Can automatic modules be made to work?

Thu Apr 27 18:50:19 UTC 2017

The returning question is: how can I as a *library builder* participate in  
adopting Jigsaw?

The first thing you need to ensure is that there are no split package  
issues.
The next steps can be conflicting:
- I want to name my module, so my customers can refer to it
- I do not want to refer to auto modules, because their names are  
unreliable.
- I do not want to add command line flags to change module access behavior.

The only place where you can specify the module name is in the module  
descriptor. (The proposal to provide a name via a MANIFEST attribute has  
been rejected. Having only one location to specify it is reasonable)
Adding a module descriptor means you have to specify every requirement,  
which would mean probably referring to automodules.
Because we don't want to do that, it seems we're blocked.

There is an option which makes it possible for a module to read from the  
classpath, i.e. add-reads <module>=ALL-UNNAMED . This way you don't have  
to specify those automodule requirements and the effect will be the same.
However, using these commandline options means you need to specify them  
both at compiletime and runtime. You cannot expect from your customers to  
do this by hand. And since this kind of information is lost after  
compilation, no tool will be able automatically add it again at runtime.

If only this kind of information could be stored in the module  
descriptor...

Which made me think of the concept of soft and strict modules. Assuming  
'strict' is the preferred default, 'soft' or any equivalent alternative  
would be a new keyword which has the same effect as add-reads  
<module>=ALL-UNNAMED, but it's information is available at both compile  
time and runtime.
With soft modules you can require a subset of modules. This should ease  
the migration a lot.

[Items stored from a collection]
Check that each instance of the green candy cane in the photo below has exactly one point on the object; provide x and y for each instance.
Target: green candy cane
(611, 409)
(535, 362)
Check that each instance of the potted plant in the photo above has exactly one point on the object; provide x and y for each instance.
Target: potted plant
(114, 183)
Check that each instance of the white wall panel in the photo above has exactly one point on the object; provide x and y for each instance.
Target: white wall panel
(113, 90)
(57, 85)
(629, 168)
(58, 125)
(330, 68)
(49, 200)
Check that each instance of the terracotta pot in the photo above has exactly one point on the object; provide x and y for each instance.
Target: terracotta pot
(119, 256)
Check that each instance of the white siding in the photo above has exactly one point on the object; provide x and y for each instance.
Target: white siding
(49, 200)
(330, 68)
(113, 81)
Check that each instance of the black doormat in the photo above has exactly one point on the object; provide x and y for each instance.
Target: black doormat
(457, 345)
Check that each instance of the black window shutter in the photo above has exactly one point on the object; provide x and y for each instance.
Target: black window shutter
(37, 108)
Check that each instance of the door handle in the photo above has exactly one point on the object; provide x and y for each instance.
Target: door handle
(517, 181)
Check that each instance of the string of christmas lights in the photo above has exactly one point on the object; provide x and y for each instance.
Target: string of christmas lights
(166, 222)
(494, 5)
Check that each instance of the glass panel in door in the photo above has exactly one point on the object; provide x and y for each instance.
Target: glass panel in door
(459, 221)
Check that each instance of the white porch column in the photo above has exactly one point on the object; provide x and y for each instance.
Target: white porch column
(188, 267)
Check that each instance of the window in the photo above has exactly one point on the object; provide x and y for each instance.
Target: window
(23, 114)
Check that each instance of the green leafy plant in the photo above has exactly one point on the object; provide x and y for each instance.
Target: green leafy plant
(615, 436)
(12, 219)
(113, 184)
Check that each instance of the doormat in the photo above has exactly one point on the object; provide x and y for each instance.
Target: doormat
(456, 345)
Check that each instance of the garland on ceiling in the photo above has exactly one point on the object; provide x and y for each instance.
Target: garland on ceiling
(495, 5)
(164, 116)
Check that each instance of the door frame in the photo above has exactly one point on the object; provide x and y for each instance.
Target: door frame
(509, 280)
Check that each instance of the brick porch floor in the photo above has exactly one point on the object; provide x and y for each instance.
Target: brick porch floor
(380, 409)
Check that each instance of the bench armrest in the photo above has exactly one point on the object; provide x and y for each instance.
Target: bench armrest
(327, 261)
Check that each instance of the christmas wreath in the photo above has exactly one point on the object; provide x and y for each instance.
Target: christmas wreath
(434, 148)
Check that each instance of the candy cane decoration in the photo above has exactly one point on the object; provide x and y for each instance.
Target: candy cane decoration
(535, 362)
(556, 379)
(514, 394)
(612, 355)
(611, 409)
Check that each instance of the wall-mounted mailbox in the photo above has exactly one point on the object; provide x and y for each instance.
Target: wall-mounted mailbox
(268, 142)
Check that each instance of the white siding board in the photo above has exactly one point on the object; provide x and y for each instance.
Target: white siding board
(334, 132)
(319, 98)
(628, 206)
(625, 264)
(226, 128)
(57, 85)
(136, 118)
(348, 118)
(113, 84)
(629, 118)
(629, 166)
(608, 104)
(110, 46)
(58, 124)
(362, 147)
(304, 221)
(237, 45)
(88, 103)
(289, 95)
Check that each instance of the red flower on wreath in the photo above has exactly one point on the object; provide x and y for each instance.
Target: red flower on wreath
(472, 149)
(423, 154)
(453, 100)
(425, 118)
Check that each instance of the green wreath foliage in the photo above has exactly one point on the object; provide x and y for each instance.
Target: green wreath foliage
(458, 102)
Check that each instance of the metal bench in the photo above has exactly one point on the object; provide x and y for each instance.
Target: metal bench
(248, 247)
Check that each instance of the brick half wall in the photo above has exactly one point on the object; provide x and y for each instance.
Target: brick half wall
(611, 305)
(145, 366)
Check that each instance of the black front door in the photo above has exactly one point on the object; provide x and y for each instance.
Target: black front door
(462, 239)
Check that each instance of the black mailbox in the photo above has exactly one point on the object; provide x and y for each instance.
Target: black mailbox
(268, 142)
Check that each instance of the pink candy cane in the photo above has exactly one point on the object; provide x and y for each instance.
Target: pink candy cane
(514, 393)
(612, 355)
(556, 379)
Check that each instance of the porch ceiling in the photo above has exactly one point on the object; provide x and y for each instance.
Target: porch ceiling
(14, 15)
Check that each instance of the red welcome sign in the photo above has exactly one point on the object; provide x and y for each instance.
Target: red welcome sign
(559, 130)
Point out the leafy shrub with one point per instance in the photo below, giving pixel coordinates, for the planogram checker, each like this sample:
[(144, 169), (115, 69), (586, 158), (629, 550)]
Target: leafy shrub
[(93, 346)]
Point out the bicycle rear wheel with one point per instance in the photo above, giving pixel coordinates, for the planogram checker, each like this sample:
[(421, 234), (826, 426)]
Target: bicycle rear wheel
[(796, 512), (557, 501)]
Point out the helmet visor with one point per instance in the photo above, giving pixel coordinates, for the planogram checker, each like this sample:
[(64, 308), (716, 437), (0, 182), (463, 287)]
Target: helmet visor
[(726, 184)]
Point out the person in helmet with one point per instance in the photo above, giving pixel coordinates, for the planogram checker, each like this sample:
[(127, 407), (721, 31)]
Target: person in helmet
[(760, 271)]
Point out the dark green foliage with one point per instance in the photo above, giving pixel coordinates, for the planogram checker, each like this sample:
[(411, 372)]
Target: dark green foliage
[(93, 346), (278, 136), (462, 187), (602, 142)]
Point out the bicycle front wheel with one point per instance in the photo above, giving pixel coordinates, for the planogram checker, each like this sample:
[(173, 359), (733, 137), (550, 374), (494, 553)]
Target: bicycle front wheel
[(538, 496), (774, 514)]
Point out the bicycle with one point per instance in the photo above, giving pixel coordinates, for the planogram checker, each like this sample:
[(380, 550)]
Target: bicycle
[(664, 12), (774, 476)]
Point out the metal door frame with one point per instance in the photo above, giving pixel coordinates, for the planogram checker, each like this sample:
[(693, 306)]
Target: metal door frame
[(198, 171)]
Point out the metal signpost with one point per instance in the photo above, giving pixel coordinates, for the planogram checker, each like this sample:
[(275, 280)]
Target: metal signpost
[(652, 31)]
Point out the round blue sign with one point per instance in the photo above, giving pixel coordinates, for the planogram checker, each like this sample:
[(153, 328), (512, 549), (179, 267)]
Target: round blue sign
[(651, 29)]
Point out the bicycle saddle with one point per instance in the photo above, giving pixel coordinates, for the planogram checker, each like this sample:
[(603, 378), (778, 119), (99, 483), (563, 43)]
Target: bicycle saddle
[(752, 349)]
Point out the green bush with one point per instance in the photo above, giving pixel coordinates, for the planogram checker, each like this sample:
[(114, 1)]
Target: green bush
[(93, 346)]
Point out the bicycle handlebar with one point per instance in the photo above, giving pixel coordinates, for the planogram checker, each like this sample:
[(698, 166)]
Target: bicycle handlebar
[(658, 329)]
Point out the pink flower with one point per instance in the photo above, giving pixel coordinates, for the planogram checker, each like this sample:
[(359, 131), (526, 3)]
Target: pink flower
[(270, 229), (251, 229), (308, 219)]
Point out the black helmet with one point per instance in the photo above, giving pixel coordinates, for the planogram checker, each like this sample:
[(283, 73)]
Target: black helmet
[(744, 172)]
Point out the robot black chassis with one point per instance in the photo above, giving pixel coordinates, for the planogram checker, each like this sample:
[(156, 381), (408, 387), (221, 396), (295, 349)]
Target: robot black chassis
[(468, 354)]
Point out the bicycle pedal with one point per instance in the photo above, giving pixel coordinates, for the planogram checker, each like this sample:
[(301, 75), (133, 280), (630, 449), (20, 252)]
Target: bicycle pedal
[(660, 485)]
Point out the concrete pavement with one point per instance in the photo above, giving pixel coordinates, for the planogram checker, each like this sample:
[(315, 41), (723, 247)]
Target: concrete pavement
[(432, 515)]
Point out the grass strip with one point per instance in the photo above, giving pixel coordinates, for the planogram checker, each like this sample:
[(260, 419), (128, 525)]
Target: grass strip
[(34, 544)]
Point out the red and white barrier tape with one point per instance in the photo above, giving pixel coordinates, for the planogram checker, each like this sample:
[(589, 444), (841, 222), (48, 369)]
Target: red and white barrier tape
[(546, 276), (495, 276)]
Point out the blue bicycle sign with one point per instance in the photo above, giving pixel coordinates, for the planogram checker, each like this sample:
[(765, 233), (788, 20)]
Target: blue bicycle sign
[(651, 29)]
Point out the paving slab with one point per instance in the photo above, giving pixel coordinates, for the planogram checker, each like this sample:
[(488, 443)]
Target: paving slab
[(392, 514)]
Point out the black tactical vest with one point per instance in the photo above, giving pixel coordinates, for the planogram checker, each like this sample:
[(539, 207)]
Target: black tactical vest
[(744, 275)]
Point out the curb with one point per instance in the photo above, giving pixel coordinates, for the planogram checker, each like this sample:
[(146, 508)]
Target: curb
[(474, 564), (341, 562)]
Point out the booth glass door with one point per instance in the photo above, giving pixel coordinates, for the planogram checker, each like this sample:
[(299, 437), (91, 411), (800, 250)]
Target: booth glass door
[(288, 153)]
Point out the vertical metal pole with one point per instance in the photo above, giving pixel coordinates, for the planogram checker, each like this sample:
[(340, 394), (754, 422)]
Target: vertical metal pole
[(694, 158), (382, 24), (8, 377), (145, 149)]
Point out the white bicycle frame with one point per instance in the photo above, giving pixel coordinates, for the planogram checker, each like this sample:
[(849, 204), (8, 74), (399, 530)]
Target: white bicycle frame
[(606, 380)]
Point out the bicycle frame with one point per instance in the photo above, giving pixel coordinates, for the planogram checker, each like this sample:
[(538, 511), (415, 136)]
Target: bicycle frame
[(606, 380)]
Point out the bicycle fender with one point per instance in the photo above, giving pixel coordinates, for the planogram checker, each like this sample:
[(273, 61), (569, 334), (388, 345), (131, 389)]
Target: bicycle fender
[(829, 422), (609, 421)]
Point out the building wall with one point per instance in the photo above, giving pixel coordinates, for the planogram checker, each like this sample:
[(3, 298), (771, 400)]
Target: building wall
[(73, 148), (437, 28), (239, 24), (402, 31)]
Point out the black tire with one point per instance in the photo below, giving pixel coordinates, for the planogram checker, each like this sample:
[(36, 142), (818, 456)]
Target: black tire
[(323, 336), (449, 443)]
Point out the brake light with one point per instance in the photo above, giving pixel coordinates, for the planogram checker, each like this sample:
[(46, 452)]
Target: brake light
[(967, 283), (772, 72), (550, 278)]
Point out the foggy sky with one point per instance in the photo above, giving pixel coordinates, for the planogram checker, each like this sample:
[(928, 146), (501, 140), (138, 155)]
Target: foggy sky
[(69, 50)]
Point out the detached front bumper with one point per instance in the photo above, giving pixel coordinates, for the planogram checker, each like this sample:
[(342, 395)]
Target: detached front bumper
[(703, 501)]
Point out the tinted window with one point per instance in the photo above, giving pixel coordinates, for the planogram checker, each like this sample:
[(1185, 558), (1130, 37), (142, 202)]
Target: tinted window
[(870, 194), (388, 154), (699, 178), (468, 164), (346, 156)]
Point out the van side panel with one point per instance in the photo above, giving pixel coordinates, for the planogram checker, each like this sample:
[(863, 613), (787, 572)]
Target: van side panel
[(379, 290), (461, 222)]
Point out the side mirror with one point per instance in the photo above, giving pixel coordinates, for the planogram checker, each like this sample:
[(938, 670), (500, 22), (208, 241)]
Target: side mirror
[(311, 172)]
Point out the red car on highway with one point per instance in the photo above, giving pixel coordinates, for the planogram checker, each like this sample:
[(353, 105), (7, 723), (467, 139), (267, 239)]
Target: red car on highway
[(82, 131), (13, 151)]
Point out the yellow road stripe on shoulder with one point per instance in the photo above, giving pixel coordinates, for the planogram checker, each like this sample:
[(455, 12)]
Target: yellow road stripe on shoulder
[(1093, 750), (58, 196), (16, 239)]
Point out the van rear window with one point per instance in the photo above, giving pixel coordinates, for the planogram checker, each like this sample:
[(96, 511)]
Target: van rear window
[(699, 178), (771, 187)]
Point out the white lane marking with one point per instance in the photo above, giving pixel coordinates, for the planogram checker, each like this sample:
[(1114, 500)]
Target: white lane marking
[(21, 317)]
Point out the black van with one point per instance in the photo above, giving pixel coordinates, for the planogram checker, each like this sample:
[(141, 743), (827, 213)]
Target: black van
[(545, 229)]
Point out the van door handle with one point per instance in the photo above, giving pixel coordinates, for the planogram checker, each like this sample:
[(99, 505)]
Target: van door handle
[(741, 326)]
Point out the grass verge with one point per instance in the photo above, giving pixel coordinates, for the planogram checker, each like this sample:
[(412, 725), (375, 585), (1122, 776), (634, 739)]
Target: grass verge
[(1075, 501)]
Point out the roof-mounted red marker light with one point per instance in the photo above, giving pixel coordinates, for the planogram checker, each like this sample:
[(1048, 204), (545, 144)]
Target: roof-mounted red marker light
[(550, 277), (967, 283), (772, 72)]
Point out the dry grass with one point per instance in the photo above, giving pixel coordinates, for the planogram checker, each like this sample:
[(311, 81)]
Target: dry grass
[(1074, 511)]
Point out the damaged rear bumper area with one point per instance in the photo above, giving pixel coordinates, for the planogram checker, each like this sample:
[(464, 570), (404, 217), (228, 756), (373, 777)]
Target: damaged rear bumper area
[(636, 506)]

### Work to do
a: According to the post on automatic modules, what is the only place where a module name can be specified?
b: Write the next part of the post on automatic modules, starting after its last sentence.

### Answers for the exercise
a: In the module descriptor.

b:
Is it bad that the module gets access to all classes on the classpath? I  
don't think so. This was already happening when using *only* the  
classpath. Now you get access to the required (not all) modules on the  
module path and everything on the classpath, which is already much less  
then ever before. With the soft module you control the pace of migration,  
won't be blocked by the pace of others and you can really participate  
without the possible consequences of referring to automodules.

Does this mean we need to remove automodules? Even though I still think  
they can do quite some damage to the ecosystem, I know it is too popular  
by some to be removed. So yes, we could keep automodules. In fact, you  
could say that (strict) modules should never refer to automodules, but  
soft modules can. This still matches the modular setup of Java 9.
Soft modules gives the option to 1. refer to automodules and 2. omit  
requirements

So can automatic modules be made to work? Yes, by not requiring to refer  
to them.

Robert

On Wed, 26 Apr 2017 23:19:42 +0200, Stephen Colebourne  
<scolebourne at joda.org> wrote:

> On 26 April 2017 at 17:27,  <mark.reinhold at oracle.com> wrote:
>> I think I need to reconsider my previous conclusion that explicit  
>> modules
>> that depend upon automatic modules should never be published for broad
>> use [2].
>> ...
>> The only remaining objection seems to be the aesthetic one, i.e., the
>> fact that the name of an automatic module is derived from the artifact
>> that defines it rather than from some intrinsic property of its content
>> or an explicit declaration by its author.  I understand and share this
>> concern.  I completely agree that modules are not artifacts, as I've
>> written before [3], but I don't see a better alternative [4].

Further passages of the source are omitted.